Exercise —
Write the next few paragraphs of the piece below about John Caldecott and the school board's vote on a deputy's contract, starting right after its last sentence.

Source document —
◇ ◇ ◇ ◇ ◇ ◇ ◇
Today’s case in point is a new notice from John Caldecott. Remember John? He has been waging a one-person battle for 18 months to improve the transparency and moral compass of the Bear St. bureaucrats and the school board club, and to see that if anyone is guilty of anything that they be held accountable. Caldecott was a ten-year employee of the district who came across some information that did not sit right with him and he spoke up. For doing so, he was fired via e-mail, with the school board club declining to let him tell his side of the story. The word they took was the person accused of the wrongdoing.

Caldecott recently announced that at tonight’s school board club meeting, the club will rubber stamp a contract extension for Deputy Something Paul Reed. This is routine. It’s not a good practice, particularly by a government body charged with the stewardship of your tax dollars, but it’s standard operating procedure for the N-MUSD.

What’s different this time is an issue that Caldecott raised a long time ago. It’s this thing called a “Tax Sheltered Annuity” in the amount of $40,414.55 and according to Caldecott, it’s the first time first time “‘Tax Sheltered Annuity'” or any specific dollar amount has appeared as an open session action item.”

So why is it suddenly listed on the agenda item. Because what John Caldecott has been saying all this time has been correct. The bureaucrats did not suddenly decide to do the right thing and list the annuity, they were shamed into it by Caldecott. Oh, yeah -they’re their covering their butts, too.
◇ ◇ ◇ ◇ ◇ ◇ ◇
Information given —
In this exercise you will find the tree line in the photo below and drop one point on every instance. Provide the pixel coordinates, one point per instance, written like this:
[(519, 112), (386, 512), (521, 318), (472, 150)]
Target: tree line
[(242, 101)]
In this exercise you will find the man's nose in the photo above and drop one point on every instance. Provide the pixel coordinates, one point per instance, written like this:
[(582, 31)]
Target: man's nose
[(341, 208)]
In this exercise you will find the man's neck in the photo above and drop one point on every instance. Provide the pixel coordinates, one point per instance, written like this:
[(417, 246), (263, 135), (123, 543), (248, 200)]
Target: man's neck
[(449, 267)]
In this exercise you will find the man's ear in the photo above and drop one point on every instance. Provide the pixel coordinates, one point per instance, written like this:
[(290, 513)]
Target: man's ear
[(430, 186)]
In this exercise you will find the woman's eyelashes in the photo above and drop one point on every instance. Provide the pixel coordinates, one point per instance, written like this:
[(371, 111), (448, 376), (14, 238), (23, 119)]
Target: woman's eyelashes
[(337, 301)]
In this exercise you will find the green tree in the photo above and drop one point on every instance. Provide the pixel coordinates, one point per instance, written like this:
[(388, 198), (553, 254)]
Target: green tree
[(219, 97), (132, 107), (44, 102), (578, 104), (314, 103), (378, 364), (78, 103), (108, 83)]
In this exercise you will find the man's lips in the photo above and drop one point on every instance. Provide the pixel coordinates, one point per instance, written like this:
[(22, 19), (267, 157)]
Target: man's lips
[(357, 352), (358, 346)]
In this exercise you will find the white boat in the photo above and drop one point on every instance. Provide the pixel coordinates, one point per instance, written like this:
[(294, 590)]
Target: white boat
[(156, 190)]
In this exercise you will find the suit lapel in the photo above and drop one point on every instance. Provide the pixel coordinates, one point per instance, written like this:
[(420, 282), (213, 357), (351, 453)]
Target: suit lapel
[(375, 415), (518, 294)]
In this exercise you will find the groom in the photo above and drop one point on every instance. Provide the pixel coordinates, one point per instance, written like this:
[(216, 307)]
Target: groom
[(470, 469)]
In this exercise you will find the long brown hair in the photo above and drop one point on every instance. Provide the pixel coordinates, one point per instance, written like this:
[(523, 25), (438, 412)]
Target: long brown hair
◇ ◇ ◇ ◇ ◇ ◇ ◇
Result below —
Also according to Caldecott, these rubber stamped contract extensionsion usually include a salary statement – a detailed list of the elements of compensation for the bureaucrat involved. This time, there is no statement.

A feeble attempt

Four days ago, the Daily Pilot ran a column by local activist Sandy Asper in which she renewed the call for a proper investigation into the Mariners Mess. In the comments section, school board club member Vicki Snell wrote, “Those that have served as trustees [should be “who have served – but that’s another column] know in order to make informed decisions, you must do research. It helps no one to listen to one side and act. Act in haste…repent in leisure. The community deserves trustees that [who!] remain calm until all sides are heard and all information is collected. To do anything else is just irresponsible.”

If you’re not highly insulted by this comment, you should be. The first part is support for what I’ve been writing to you for years. It’s the “Those that have served as trustees…” part. That’s it, you see – unless you are or have been a trustee, you can’t possibly understand this process. So here’s your pat on the head – now just go to your room while we take care of this for you.

I have news for Snell and the other club members: You didn’t invent the concept of listening to all sides. Not only did you not invent it, you don’t practice it. Just ask John Caldecott, who asked you repeatedly to just listen to his side of the story. Did you? No. And that decision may have cost taxpayers hundreds of thousands of dollars in legal fees to fight Caldecott’s resulting legal claims. So, please, don’t take the high road – not with me, anyway – I’ve seen too much of your hypocrisy and I know it when I see it.

This smoke-blowing is as common as the last-day-of-school notices we heard last week.

What did he know, and when did he know it?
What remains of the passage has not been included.